Page text Block Start

Tracking Knee Replacement ResultsMost research after total knee replacement (TKR) reports knee function one or two years after surgery. These authors wanted to see how the replacement knees fared over a longer time. They checked on patients' knee function for seven years after TKR. They also wanted to see how patients' health affected knee function.
Sixty-four patients were followed. They all had the same type of joint replacement, done in the same way. The patients' average age was 65. Almost 85 percent of them had problems only in one knee. About five percent had problems in both knees. The other 11 percent had other health problems, such as arthritis in other joints.
Results showed much better function over the whole seven years compared to pre-surgery scores. The overall function decreased from the first year after surgery to the seventh year, but not by much. However, patients who had other health problems saw their knee function decline much more than the average.

Page text Block End

What to produce: Write the next part of the knee replacement summary, continuing after its last sentence.

Study material Block Start

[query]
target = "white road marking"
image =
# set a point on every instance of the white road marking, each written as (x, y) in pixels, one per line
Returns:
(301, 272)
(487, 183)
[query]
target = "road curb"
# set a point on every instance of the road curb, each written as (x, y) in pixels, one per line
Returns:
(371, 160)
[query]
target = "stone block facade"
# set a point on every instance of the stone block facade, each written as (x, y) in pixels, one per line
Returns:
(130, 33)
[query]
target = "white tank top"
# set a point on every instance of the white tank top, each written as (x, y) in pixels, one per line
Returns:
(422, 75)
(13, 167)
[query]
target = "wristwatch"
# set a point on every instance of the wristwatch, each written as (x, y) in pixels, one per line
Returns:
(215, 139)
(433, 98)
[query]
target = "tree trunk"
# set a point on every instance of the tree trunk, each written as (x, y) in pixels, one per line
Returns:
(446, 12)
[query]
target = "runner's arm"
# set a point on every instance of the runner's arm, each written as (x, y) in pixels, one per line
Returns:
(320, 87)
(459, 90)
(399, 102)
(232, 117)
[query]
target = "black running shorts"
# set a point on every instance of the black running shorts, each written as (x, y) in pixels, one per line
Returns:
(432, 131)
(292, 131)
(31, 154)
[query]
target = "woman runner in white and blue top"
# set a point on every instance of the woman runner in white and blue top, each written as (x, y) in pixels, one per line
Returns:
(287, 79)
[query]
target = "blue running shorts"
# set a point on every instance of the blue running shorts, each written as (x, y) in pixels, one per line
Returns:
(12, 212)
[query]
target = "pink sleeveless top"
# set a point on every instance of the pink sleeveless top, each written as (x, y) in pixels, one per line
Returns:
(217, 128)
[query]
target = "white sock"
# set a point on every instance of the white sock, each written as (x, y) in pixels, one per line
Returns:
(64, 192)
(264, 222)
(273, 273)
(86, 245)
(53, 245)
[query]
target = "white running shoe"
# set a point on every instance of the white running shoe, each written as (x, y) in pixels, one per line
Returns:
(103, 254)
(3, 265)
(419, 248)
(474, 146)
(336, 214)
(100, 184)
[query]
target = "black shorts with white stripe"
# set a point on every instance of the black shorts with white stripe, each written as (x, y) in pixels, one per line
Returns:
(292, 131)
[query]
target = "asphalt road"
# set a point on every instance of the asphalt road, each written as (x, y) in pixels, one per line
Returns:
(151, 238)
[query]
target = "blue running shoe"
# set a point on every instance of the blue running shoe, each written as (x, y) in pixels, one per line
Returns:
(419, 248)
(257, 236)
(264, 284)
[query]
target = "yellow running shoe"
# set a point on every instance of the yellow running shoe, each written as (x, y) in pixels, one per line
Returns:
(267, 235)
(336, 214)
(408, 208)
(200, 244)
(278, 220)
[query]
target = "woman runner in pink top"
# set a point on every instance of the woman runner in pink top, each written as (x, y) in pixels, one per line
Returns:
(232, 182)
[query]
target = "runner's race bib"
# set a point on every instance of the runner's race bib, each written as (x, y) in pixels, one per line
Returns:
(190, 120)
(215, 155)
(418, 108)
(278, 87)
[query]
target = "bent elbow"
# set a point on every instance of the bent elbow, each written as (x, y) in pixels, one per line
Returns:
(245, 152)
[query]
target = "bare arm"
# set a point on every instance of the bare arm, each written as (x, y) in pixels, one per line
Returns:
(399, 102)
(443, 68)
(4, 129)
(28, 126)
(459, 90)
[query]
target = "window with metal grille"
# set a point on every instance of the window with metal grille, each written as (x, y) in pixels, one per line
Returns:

Study material Block End

Exercise response:
Also, over the course of the study, many patients became reclassified as having health problems. Only 11 percent had other health problems at the time of surgery. Seven years later, 31 percent of the patients were in that group. The authors also found that women had much lower function scores both before and after TKR. The authors don't know why. Age and weight at the time of surgery did not seem to be related to function.
This study reminds doctors that knee function declines over time. It also reminds doctors that aging and other health problems can affect knee function. The authors note that it is important to consider health ratings in studies of TKR outcomes.
James Benjamin, MD, et al. Knee Scores Change with Length of Follow-Up after Total Knee Arthroplasty. In The Journal of Arthroplasty. October 2003. Vol. 18. No. 7. Pp.867-871.